■ Problem details
Please revise the lines below, beginning at the one that has "Identify one point on each instance of the cobblestone in" and ending with the last line, so that "comes back as" becomes "is returned as" and nothing else changes. Return only those lines.
## start
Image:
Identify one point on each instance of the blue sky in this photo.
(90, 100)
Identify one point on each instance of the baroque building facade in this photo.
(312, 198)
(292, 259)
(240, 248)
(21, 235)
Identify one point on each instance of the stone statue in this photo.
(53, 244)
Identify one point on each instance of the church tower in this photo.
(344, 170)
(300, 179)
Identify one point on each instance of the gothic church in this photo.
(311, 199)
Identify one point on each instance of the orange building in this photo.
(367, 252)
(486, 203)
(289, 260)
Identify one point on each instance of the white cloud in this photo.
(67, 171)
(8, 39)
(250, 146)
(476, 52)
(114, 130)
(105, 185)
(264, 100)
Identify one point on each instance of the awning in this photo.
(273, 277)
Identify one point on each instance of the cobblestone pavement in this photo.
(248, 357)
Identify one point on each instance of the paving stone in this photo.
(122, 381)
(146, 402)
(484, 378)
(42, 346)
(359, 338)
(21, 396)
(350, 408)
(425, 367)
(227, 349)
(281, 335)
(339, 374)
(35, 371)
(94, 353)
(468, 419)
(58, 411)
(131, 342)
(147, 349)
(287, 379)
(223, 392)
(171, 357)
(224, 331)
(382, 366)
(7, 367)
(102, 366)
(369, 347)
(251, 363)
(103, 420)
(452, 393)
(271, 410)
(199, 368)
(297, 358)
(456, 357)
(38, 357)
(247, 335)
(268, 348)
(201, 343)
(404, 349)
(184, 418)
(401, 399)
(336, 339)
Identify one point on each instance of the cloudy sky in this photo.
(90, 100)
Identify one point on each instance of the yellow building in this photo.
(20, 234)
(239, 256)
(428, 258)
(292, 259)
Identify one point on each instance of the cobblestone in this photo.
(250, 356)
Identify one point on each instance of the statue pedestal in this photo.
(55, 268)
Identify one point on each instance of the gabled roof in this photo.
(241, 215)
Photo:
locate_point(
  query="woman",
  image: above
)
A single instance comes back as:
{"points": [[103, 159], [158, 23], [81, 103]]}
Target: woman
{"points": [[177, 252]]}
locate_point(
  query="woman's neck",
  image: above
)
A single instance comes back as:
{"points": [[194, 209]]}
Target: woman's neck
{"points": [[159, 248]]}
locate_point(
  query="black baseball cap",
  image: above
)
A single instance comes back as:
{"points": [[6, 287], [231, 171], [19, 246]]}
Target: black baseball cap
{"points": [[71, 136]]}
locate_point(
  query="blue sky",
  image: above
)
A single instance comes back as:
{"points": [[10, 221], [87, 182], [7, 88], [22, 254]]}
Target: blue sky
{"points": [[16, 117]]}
## end
■ Expected answer
Identify one point on each instance of the cobblestone in this photo.
(250, 356)
Identify one point on each instance of the statue pedestal in this photo.
(55, 268)
Identify one point on each instance of the gabled roof in this photo.
(241, 215)
Photo:
locate_point(
  query="woman",
  image: above
)
A single instance is returned as:
{"points": [[103, 159], [158, 23], [81, 103]]}
Target: woman
{"points": [[177, 252]]}
locate_point(
  query="woman's neck",
  image: above
)
A single instance is returned as:
{"points": [[194, 209]]}
Target: woman's neck
{"points": [[159, 248]]}
locate_point(
  query="black baseball cap",
  image: above
)
A single instance is returned as:
{"points": [[6, 287], [231, 171], [19, 246]]}
Target: black baseball cap
{"points": [[71, 136]]}
locate_point(
  query="blue sky",
  image: above
)
A single instance is returned as:
{"points": [[10, 221], [87, 182], [7, 88], [22, 254]]}
Target: blue sky
{"points": [[16, 117]]}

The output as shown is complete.